● **Given entries**

--*--

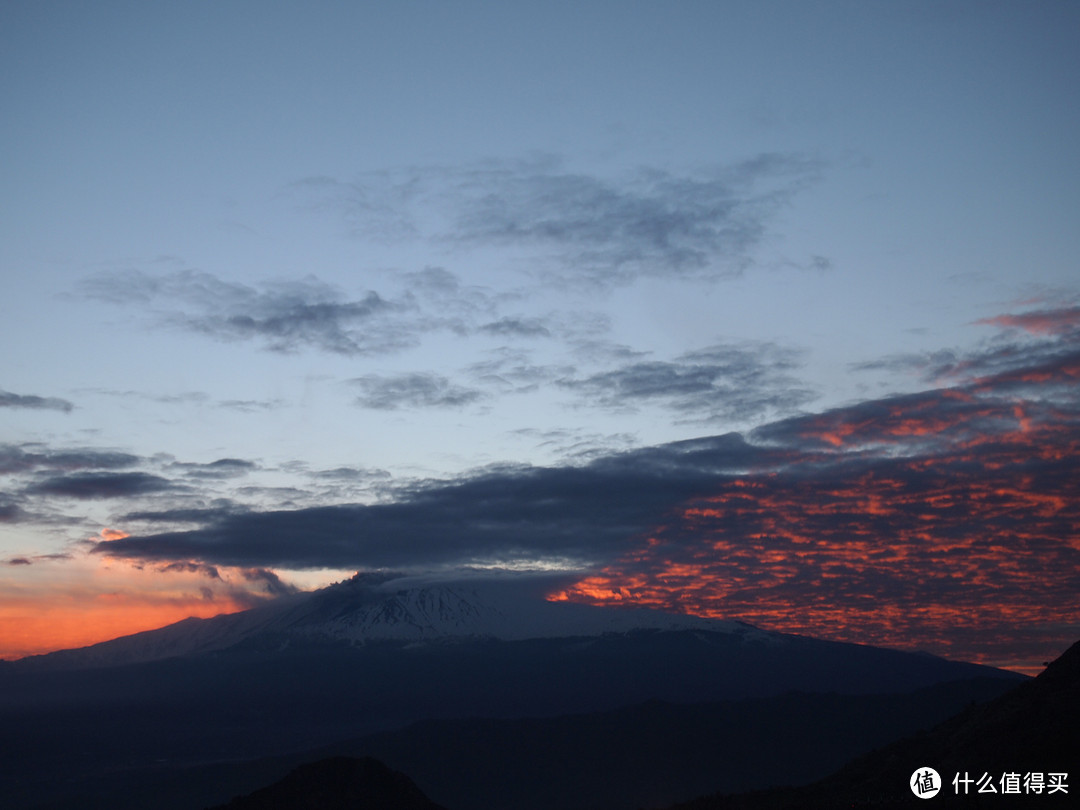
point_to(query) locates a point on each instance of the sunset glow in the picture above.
(968, 547)
(48, 605)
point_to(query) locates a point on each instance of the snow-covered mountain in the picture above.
(376, 608)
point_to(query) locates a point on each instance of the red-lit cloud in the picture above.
(946, 521)
(64, 602)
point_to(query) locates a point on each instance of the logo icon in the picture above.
(926, 782)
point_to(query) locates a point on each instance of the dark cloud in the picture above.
(723, 382)
(602, 230)
(585, 513)
(9, 400)
(185, 515)
(226, 468)
(1036, 349)
(32, 457)
(412, 391)
(284, 316)
(653, 224)
(527, 327)
(10, 512)
(94, 485)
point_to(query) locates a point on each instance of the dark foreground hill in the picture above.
(1033, 729)
(125, 719)
(340, 783)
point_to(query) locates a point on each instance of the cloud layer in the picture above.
(948, 516)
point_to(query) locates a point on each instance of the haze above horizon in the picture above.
(765, 311)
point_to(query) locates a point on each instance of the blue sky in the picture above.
(284, 256)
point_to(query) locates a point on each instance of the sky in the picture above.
(760, 310)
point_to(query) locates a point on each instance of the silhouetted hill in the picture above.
(1033, 728)
(339, 783)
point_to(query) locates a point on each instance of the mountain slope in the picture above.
(369, 656)
(1033, 728)
(377, 608)
(340, 783)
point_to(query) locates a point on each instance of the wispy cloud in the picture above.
(283, 316)
(417, 390)
(580, 227)
(729, 382)
(9, 400)
(944, 520)
(94, 485)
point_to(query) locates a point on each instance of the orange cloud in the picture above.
(63, 603)
(972, 551)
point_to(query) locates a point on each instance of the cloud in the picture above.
(725, 382)
(585, 228)
(95, 485)
(220, 470)
(944, 520)
(1052, 322)
(10, 512)
(31, 457)
(418, 390)
(586, 513)
(9, 400)
(284, 316)
(526, 327)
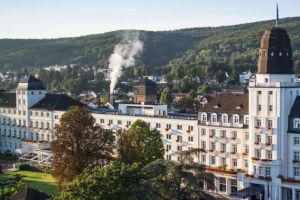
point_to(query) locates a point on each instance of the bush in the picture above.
(8, 156)
(25, 167)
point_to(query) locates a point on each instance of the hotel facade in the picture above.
(251, 141)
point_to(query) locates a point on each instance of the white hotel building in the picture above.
(251, 141)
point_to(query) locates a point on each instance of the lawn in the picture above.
(39, 180)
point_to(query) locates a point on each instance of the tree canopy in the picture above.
(140, 144)
(78, 144)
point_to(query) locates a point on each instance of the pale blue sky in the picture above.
(65, 18)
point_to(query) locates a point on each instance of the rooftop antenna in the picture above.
(277, 15)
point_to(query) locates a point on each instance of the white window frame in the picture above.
(225, 119)
(296, 123)
(236, 119)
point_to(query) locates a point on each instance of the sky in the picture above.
(69, 18)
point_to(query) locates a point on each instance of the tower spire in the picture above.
(277, 15)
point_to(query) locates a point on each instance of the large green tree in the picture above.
(140, 144)
(116, 181)
(79, 144)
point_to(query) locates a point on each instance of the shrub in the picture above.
(25, 167)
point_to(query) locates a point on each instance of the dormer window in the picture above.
(239, 107)
(214, 118)
(217, 106)
(225, 118)
(203, 117)
(296, 123)
(236, 119)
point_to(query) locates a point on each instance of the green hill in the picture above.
(232, 48)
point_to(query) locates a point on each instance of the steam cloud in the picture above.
(124, 56)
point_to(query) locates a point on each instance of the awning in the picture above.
(248, 192)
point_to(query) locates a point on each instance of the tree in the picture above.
(114, 181)
(166, 97)
(79, 144)
(166, 179)
(140, 144)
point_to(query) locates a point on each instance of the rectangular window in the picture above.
(234, 162)
(247, 135)
(234, 148)
(257, 153)
(259, 107)
(233, 185)
(258, 122)
(223, 161)
(179, 138)
(296, 155)
(296, 140)
(203, 144)
(212, 146)
(179, 148)
(203, 159)
(203, 117)
(296, 171)
(223, 133)
(269, 139)
(222, 184)
(213, 160)
(203, 131)
(223, 147)
(169, 147)
(268, 171)
(260, 170)
(169, 136)
(270, 123)
(270, 108)
(269, 154)
(157, 125)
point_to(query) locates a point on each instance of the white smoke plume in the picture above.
(124, 56)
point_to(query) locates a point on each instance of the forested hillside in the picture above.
(178, 53)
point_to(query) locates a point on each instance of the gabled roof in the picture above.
(56, 102)
(145, 82)
(295, 111)
(228, 103)
(29, 193)
(7, 99)
(32, 84)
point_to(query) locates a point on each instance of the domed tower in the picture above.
(29, 91)
(275, 53)
(145, 92)
(271, 97)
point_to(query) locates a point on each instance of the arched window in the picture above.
(236, 119)
(214, 118)
(224, 118)
(203, 117)
(297, 123)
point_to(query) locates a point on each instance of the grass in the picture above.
(39, 180)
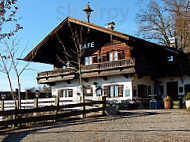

--*--

The entries above are to be restated verbatim, with no pictures carried over.

● **Result**
point_to(query) locates a point on each instance of the sunset glow in the picture above.
(968, 547)
(48, 605)
point_to(query) locates a point on each instance of the snow-covered mountain in the picture above.
(376, 608)
point_to(query) locates a point on each instance of the red-lit cloud in the picture above.
(946, 521)
(64, 602)
point_to(query) locates a point on each instance of the logo icon in the picture above.
(926, 782)
point_to(query) locates a point on each instance of the dark cloud in the picture above.
(723, 382)
(602, 230)
(585, 513)
(9, 400)
(185, 515)
(226, 468)
(1036, 349)
(32, 457)
(412, 391)
(284, 316)
(653, 224)
(527, 327)
(10, 512)
(94, 485)
point_to(query) locates a point on each instance of the dark foreground hill in the picture above.
(1033, 729)
(125, 719)
(340, 783)
point_to(query) locates a point on each instance of the cloud layer in the picture above.
(948, 516)
point_to(query) locates a point on each instance of the haze above horizon in the picture above.
(765, 311)
point_to(query) locates a point on each instance of the blue sky in the picture above.
(284, 256)
point_to(query) locates a point on each instance of the sky in the picture above.
(760, 310)
point_to(query) locates a point on each instance of the silhouetted hill in the picture above.
(1033, 728)
(339, 783)
point_to(query) locates a point on each instance of the mountain slope in the picture above.
(369, 656)
(1033, 728)
(377, 608)
(340, 783)
point_to(query) locates a point on each instance of the wispy cloud in the picture above.
(283, 316)
(417, 390)
(580, 227)
(729, 382)
(9, 400)
(944, 520)
(94, 485)
point_to(query) locates a point on each instance of the orange cloud in the picture above.
(63, 603)
(972, 551)
point_to(query) locates a point on each instance of the cloud in the picture above.
(725, 382)
(585, 228)
(95, 485)
(220, 470)
(944, 520)
(1052, 322)
(10, 512)
(31, 457)
(418, 390)
(586, 513)
(9, 400)
(284, 316)
(526, 327)
point_to(query) locates a point on each instance of the bush in the picture above.
(8, 156)
(25, 167)
point_to(query) locates a point on each instance of the hotel facade in the picture above.
(251, 141)
point_to(query) locates a point on each instance of the white hotel building in the picture above.
(251, 141)
point_to(query) locates a point on each instance of the lawn in the picture above.
(39, 180)
point_to(query) locates a point on each instance of the tree canopy in the picture above.
(140, 144)
(78, 144)
point_to(query) locates a point on each instance of the pale blue sky in the picture above.
(65, 18)
point_to(query) locates a point on each instance of the rooftop antenna in the picture above.
(277, 15)
point_to(query) locates a point on each instance of the white window frame in the picture above.
(225, 119)
(296, 123)
(236, 119)
point_to(query) locates a point on each instance of the sky in the picture above.
(69, 18)
point_to(query) locates a point on each instance of the tower spire in the picture above.
(277, 15)
point_to(query) locates a point on each instance of the large green tree in the picture above.
(140, 144)
(116, 181)
(79, 144)
point_to(query) locates a point on each instance of the shrub in the picture above.
(25, 167)
point_to(query) locates a point on each instance of the dormer window in the picture above.
(239, 107)
(214, 118)
(217, 106)
(225, 118)
(203, 117)
(296, 123)
(236, 119)
point_to(query) locates a point on each instance of the green hill in the picture above.
(232, 48)
point_to(query) locates a point on each instance of the steam cloud in the picture above.
(124, 56)
point_to(query) locates a point on each instance of the awning in the picture above.
(248, 192)
point_to(query) locates a point on each instance of the tree in the picture above.
(114, 181)
(166, 97)
(79, 144)
(166, 179)
(140, 144)
point_to(query) locates a point on each instance of the rectangular window in the picture above.
(234, 162)
(247, 135)
(234, 148)
(257, 153)
(259, 107)
(233, 185)
(258, 122)
(223, 161)
(179, 138)
(296, 155)
(296, 140)
(203, 144)
(212, 146)
(179, 148)
(203, 159)
(203, 117)
(296, 171)
(223, 133)
(269, 139)
(222, 184)
(213, 160)
(203, 131)
(223, 147)
(169, 147)
(268, 171)
(260, 170)
(169, 136)
(270, 123)
(270, 108)
(269, 154)
(157, 125)
point_to(query) locates a point on each instance of the white smoke plume in the picture above.
(124, 56)
point_to(query) locates a point on each instance of the forested hillside in the picture above.
(178, 53)
point_to(query) locates a point on each instance of the gabled roof in the picture above.
(56, 102)
(145, 82)
(295, 111)
(228, 103)
(29, 193)
(7, 99)
(32, 84)
point_to(query) locates a point on each instance of the domed tower in the picture above.
(29, 91)
(275, 53)
(145, 92)
(271, 97)
point_to(query) locates a point on each instance of the arched window in the picture above.
(236, 119)
(214, 118)
(224, 118)
(203, 117)
(297, 123)
point_to(query) locates a point on each instance of the grass in the picture above.
(39, 180)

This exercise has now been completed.